THINGS TO DO =
(1) In the brown bread recipe, how long should the milk and vinegar mixture rest to make a buttermilk substitute?
(2) Decide whether each statement agrees with the brown bread recipe, answering yes or no and quoting the words of the recipe that settle it: (a) The bread calls for 2 teaspoons of baking soda. (b) The white flour used should be strong flour. (c) The recipe gives quantities for the smoked salmon.

EXCERPTED TEXT =
....................

Breakfast… is served.


Oh wowzer! I’ve never had authentic Gaelic Bread before! Or is it Celtic Bread?


It’s neither, and if you know what’s good for you, you’ll stop talking. It’s only out of sheer professionalism (amateurism?) that I’m still going to give you the recipe. Although everything you need to know is right up there, I’ll geek out and go a little more in-depth below.

Ingredients

For the Brown Bread
  • 500g coarse wholemeal flour
  • 250g plain flour (soft flour)
  • 2 tsp baking soda
  • 1 tsp salt
  • 50g butter
  • a few sprigs of rosemary
  • ~500ml buttermilk

For the Rest
  • smoked salmon
  • a lemon
  • free range eggs
  • chives
  • moar BUTTER!

I haven’t bothered with quantities because it really just depends on how fat hungry you are.

Buttermilk may not be available where you live, which is a shame but not a deal breaker. Simply stir two tablespoons of vinegar (or lemon juice) into half a litre of full milk and stir. Leave it to rest for ten minutes and you’ve got yourself a decent substitute.

Making good Brown Bread starts with the flour. Wholemeal flour is pretty straightforward, so that’s fine. But it’s important that the white flour you use is not “strong flour” or “bread flour”. Standard plain flour in Ireland is very soft (low gluten), and this is what you want to use. It’s also very important that the flour not be self-raising. Self raising flour already contains baking powder.

....................

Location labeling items
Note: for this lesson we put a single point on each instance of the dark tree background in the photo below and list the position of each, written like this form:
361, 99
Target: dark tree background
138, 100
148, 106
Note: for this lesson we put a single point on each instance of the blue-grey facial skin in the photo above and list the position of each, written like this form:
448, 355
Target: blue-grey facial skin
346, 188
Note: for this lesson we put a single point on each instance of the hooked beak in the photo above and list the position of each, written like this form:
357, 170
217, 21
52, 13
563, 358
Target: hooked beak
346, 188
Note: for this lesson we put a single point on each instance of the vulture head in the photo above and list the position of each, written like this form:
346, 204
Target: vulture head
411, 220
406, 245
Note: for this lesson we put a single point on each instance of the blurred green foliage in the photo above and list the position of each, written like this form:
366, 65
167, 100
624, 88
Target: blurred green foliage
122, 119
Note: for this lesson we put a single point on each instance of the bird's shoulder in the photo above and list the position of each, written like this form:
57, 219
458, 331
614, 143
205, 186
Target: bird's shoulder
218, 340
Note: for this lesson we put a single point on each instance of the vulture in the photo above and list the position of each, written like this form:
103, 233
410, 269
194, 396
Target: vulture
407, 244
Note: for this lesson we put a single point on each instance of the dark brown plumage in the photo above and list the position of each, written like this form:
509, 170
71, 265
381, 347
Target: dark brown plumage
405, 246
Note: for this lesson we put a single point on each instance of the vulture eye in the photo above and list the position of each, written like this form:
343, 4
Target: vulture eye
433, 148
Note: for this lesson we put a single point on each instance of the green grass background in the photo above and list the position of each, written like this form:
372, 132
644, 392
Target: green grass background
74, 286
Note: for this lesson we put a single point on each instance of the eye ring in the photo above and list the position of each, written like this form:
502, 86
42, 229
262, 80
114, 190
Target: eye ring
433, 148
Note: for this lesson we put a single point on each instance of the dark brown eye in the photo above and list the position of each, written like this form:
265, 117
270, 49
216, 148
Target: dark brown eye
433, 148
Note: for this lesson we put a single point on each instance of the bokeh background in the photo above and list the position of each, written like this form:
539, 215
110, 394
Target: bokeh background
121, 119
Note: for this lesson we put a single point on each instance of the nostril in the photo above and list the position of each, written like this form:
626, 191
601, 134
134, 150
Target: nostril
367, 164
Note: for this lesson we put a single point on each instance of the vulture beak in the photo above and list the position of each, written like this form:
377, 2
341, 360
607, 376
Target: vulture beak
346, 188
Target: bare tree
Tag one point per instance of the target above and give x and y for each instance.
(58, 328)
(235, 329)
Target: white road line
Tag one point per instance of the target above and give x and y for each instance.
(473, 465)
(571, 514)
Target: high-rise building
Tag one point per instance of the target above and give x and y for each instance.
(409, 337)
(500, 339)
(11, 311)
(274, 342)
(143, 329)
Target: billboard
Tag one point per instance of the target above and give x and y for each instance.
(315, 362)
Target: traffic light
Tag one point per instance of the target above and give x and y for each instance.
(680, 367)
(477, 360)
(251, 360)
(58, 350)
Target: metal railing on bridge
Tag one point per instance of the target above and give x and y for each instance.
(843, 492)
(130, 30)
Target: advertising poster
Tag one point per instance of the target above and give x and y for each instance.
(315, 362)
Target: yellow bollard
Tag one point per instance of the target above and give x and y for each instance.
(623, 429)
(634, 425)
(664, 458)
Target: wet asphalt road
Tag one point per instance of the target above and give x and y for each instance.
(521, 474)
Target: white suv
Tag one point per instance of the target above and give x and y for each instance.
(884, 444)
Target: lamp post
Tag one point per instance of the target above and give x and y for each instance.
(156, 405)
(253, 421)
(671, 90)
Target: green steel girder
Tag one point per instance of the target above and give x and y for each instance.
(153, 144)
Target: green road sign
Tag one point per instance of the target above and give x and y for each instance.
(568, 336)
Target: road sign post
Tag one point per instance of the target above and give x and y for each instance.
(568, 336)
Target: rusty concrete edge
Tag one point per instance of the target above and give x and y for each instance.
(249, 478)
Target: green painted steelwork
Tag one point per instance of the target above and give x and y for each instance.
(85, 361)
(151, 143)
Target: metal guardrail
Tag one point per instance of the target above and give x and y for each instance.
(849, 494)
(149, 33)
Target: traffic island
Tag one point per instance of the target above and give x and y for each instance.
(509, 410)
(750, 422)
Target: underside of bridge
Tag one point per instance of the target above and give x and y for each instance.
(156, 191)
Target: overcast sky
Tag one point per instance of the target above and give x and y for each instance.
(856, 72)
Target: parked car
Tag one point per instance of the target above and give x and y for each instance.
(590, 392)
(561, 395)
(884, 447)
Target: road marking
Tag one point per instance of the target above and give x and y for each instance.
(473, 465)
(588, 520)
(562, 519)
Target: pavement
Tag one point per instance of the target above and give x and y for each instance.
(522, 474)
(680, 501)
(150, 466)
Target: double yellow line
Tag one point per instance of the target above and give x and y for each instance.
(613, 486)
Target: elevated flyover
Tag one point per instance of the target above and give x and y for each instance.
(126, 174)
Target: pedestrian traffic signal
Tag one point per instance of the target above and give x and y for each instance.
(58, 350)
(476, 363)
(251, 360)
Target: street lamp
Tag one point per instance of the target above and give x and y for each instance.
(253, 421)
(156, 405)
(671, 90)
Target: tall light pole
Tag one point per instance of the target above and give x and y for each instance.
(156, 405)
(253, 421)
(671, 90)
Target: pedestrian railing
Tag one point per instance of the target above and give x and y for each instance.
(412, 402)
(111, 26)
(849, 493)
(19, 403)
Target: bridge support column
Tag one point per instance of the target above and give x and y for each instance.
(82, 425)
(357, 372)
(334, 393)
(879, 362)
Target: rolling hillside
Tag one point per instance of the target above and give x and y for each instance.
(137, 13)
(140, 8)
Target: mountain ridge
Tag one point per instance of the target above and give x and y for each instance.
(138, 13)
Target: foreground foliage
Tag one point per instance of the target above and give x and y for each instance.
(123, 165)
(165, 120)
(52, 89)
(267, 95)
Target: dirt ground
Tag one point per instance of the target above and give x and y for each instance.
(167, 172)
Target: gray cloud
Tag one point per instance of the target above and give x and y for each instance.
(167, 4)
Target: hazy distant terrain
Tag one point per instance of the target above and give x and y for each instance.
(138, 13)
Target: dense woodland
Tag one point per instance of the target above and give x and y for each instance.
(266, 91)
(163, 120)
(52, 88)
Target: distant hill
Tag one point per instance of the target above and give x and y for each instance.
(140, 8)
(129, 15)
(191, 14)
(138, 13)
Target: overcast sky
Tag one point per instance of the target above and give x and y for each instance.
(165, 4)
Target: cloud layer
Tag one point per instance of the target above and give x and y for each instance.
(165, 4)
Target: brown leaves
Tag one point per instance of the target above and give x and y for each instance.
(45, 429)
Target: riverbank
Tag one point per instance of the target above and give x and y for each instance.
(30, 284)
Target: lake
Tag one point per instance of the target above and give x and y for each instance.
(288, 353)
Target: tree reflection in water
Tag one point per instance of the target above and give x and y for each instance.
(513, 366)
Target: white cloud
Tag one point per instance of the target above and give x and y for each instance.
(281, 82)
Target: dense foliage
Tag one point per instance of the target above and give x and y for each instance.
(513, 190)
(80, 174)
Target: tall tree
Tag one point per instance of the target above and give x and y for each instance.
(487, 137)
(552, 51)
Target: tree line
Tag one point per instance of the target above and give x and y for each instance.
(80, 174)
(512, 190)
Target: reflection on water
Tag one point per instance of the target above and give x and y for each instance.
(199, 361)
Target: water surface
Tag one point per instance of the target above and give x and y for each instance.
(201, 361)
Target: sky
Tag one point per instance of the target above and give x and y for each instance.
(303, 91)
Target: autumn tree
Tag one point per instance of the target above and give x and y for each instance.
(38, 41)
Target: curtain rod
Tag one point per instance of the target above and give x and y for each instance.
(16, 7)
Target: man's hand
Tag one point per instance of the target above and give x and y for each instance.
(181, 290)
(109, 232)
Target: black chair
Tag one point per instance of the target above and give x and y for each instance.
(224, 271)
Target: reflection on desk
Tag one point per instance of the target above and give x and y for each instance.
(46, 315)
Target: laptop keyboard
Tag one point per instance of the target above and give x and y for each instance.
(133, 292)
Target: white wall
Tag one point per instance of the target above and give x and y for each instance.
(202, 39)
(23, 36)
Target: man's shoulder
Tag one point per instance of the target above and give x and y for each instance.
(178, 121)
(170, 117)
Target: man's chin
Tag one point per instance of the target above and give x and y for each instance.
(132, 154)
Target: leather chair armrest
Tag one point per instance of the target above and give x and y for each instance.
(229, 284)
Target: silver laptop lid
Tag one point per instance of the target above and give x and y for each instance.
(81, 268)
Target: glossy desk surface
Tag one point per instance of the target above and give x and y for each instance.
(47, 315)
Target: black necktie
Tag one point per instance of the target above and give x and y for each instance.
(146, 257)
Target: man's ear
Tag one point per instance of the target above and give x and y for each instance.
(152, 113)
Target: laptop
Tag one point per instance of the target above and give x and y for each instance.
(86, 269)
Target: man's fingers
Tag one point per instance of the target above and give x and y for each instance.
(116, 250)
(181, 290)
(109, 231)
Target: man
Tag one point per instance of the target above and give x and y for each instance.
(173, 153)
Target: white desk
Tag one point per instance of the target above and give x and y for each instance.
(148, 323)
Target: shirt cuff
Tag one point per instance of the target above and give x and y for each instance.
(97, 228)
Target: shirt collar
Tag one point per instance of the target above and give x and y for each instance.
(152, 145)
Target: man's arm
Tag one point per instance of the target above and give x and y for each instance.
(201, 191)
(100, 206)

....................

SOLVED PROBLEMS =
(1) Ten minutes.

(2)
(a) Yes: "2 tsp baking soda"
(b) No: "it’s important that the white flour you use is not “strong flour” or “bread flour”"
(c) No: "I haven’t bothered with quantities"